▸ **TASKS AND EXERCISES**:
**a)** From the Acrobat OCR thread, return the stretch from "- Maybe i'm" through "over the other?".
**b)** In the Acrobat OCR thread, list every interface label that the poster sets in single quotation marks within item 2A.
**c)** Continue the Acrobat OCR thread after its final sentence.

▸ **SOURCE EXCERPT**:
= = = = =

Copy link to clipboard
Copied
Hi all,
My goal is to try to scan multiple PDF's so they are searchable and I can extract information through Python in images and text within the PDF's. I'm facing multiple problems which mostly revolve around either the text not showing up in a PDF "Ctrl+F" search, or Python reporting to me that the text is not there. I've tried all the below described methods without many results on the attached file (attached file is file I downloaded before running scans). My questions are below which should help me debug the issues to see what is user error on my part:
1. What is the best program to enhance &/or scan PDF's? (Adobe Acrobad Reader, Adobe Scan, Adobe Acrobat DC, etc.)
- Maybe i'm not understanding the difference between these, or if they are all apart of the 'Adobe Acrobat Pro' package.?2. What is the best method to scan text so it is searchable?
2A - I'm trying to use the 'Scan & OCR' tool in Adobe Acrobat Standard and see you can select 'Enhance' -> 'Scanned Document', or select 'Recognize Text' -> 'In This File'. Should I do one before the other to maximize efficacy?
2B - They both seem to recognize text, so i'm confused on the difference. What are the benefits of one over the other?
2C - Should I use them together if i'm still not getting results?
3. Even after running both these optinos in 'Scan & OCR' at 600 dpi, this document doesn't have most of it's text searchable (see attached doc). What more can I do besides running both these options in "Scan & OCR"?
Thank you in advance for all the help!
Copy link to clipboard
Copied
Hi there
Hope you are doing well and sorry for the delay.

= = = = =

▸ **PROVIDED MATERIAL**:
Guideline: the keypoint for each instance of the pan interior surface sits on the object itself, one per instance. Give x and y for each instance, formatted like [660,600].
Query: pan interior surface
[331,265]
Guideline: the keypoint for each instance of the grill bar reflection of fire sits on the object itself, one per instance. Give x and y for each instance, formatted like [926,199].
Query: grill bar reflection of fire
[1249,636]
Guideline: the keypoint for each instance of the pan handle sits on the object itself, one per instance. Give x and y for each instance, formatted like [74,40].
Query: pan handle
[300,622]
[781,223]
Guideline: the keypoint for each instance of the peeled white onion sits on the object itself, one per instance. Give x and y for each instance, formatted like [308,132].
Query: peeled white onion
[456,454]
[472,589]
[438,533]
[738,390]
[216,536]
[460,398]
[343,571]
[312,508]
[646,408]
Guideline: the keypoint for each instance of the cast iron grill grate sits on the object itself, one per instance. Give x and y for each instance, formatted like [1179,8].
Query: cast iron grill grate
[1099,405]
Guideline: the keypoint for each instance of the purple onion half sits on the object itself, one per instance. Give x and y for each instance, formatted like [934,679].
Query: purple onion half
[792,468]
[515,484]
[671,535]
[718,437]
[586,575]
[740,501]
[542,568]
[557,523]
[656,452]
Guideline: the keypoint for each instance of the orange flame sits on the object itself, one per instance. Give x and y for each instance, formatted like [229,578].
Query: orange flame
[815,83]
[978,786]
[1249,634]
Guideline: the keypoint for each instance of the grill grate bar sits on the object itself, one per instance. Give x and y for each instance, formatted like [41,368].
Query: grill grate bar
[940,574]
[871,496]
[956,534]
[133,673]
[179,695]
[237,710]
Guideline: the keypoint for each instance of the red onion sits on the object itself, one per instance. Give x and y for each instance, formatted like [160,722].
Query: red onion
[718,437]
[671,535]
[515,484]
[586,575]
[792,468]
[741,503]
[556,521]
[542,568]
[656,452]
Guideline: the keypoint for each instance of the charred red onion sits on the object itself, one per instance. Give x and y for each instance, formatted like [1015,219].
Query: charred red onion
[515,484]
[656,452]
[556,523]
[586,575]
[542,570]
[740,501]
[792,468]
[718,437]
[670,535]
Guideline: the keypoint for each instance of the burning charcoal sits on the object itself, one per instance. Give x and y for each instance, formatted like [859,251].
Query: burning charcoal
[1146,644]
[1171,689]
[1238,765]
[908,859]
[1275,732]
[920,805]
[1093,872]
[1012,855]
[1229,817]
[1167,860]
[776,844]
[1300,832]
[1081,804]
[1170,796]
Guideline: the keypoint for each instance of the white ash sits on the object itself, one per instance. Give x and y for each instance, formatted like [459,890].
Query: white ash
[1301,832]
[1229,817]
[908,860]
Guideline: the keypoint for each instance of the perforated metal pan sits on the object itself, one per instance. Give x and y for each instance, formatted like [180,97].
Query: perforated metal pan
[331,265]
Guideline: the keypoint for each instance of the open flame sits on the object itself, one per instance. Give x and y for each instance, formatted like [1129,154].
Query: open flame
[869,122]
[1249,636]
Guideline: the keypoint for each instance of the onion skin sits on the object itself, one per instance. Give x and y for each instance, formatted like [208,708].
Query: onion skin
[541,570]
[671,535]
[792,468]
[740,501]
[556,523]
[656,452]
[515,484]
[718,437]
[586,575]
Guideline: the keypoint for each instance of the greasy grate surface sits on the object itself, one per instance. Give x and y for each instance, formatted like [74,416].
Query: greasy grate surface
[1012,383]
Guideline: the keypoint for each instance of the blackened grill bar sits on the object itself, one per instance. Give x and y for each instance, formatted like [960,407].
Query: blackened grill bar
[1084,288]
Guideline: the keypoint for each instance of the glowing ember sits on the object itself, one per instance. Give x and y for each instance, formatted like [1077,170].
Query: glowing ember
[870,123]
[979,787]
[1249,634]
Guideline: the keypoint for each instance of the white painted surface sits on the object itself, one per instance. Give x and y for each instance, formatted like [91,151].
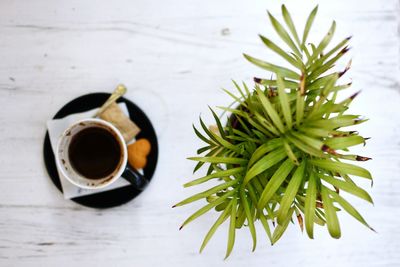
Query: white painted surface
[174,56]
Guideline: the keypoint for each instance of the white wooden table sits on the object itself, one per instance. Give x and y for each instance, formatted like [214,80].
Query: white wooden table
[174,56]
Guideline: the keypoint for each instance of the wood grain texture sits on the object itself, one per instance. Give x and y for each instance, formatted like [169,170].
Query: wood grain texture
[174,56]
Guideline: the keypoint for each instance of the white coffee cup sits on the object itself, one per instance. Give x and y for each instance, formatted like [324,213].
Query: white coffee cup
[123,169]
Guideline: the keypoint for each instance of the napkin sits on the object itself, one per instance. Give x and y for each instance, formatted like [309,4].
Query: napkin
[56,127]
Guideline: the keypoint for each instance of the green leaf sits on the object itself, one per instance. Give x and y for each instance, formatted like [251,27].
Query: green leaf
[249,217]
[285,105]
[220,174]
[281,228]
[206,193]
[232,228]
[348,187]
[273,83]
[309,23]
[264,163]
[207,131]
[312,142]
[266,124]
[349,208]
[265,224]
[283,34]
[299,108]
[271,45]
[304,147]
[263,149]
[206,140]
[220,160]
[325,41]
[316,132]
[290,193]
[226,143]
[224,215]
[284,72]
[341,167]
[270,111]
[309,209]
[333,50]
[208,207]
[290,24]
[344,142]
[215,152]
[290,153]
[275,182]
[335,122]
[330,214]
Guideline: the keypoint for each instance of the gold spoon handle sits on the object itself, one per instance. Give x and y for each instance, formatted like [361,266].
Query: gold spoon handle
[118,92]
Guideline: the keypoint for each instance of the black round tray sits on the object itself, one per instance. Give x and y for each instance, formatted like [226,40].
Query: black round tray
[116,196]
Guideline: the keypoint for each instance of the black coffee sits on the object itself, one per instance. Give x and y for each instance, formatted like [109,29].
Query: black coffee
[94,152]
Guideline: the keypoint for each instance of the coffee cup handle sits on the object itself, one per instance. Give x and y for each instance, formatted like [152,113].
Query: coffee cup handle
[135,178]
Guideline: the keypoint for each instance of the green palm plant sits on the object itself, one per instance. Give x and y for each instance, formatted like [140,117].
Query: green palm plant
[280,155]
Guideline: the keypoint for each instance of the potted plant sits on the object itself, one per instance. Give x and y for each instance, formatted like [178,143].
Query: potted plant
[283,153]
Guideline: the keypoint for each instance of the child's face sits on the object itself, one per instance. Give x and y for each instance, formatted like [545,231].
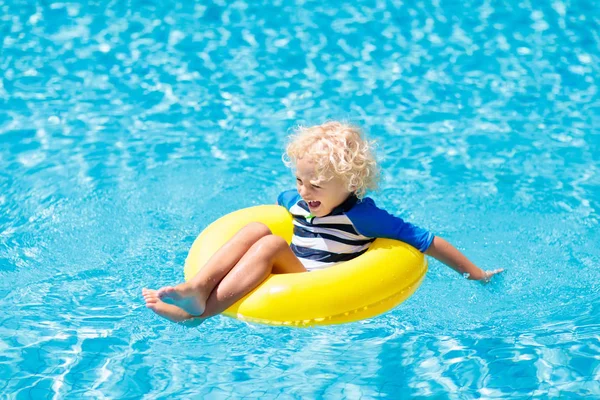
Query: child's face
[322,196]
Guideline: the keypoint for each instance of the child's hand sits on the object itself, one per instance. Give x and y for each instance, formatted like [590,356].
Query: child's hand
[487,275]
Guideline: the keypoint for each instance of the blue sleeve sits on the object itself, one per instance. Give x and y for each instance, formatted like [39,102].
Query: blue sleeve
[371,221]
[288,198]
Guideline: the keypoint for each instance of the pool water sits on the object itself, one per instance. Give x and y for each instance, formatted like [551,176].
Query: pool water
[127,127]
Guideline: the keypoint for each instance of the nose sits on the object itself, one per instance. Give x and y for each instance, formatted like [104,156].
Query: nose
[303,190]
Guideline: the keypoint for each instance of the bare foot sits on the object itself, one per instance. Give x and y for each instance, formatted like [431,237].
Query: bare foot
[186,297]
[168,311]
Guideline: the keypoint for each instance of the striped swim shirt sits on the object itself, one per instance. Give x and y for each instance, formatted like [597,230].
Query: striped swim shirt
[347,232]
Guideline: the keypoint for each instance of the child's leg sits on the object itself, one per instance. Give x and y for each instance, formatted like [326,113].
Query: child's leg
[207,278]
[271,254]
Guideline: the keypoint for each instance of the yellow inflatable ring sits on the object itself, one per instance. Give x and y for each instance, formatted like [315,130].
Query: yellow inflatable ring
[373,283]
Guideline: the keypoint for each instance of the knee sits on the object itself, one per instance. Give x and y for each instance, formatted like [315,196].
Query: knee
[254,231]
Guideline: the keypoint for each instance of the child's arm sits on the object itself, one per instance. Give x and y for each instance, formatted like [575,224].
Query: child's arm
[449,255]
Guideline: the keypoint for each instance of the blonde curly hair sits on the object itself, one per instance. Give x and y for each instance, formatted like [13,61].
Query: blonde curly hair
[338,149]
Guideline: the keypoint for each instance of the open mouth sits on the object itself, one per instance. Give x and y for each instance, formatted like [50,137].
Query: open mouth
[313,204]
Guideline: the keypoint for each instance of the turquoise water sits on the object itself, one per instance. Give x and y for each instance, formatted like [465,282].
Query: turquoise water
[127,127]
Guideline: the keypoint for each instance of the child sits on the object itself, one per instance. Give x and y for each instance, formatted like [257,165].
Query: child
[333,222]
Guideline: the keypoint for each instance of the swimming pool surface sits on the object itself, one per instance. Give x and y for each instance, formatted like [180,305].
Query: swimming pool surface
[127,127]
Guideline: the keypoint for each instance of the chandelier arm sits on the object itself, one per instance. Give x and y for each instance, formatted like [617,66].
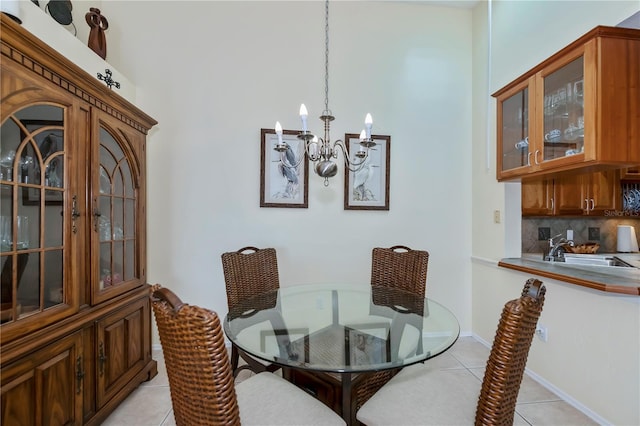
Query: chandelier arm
[286,164]
[353,166]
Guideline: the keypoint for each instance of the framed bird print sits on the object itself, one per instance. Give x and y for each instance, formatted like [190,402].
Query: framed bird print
[284,176]
[366,187]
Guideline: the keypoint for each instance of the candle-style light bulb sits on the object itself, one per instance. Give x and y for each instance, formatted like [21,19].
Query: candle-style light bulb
[303,116]
[368,121]
[279,131]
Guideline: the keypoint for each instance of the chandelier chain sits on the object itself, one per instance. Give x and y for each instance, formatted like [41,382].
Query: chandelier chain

= = = = =

▸ **ANSWERS BELOW**:
**a)**
- Maybe i'm not understanding the difference between these, or if they are all apart of the 'Adobe Acrobat Pro' package.?2. What is the best method to scan text so it is searchable?
2A - I'm trying to use the 'Scan & OCR' tool in Adobe Acrobat Standard and see you can select 'Enhance' -> 'Scanned Document', or select 'Recognize Text' -> 'In This File'. Should I do one before the other to maximize efficacy?
2B - They both seem to recognize text, so i'm confused on the difference. What are the benefits of one over the other?

**b)**
Scan & OCR
Enhance
Scanned Document
Recognize Text
In This File

**c)**
Acrobat Reader and Scan are all part of the 'Adobe Acrobat Pro' package for more info. please check the help page https://adobe.ly/4cicTii
The Enhance Camera Images feature helps clean up images that are captured using smart phone cameras. Using this feature, you can click photographs of a document from your mobile devices and then create a nice-looking, clear, and small-size PDF. It solves your need of ad-hoc scanning without using a standard scanner https://adobe.ly/3vigs7C
The recognize text is user for language OCR, By default the OCR language is picked from default locale. To change the language, click Edit and choose a different language https://adobe.ly/4cmLnQy
What happens when you try to Scan and OCR the text on the PDF file, do you get any error message, if yes, please share the screenshot of the same for more clarity, also check if its an issue with the specific PDF or all of them.
Also make sure you have the application updated the recent version 24.01.20604 installed. Go to Help > Check for updates and reboot the computer once.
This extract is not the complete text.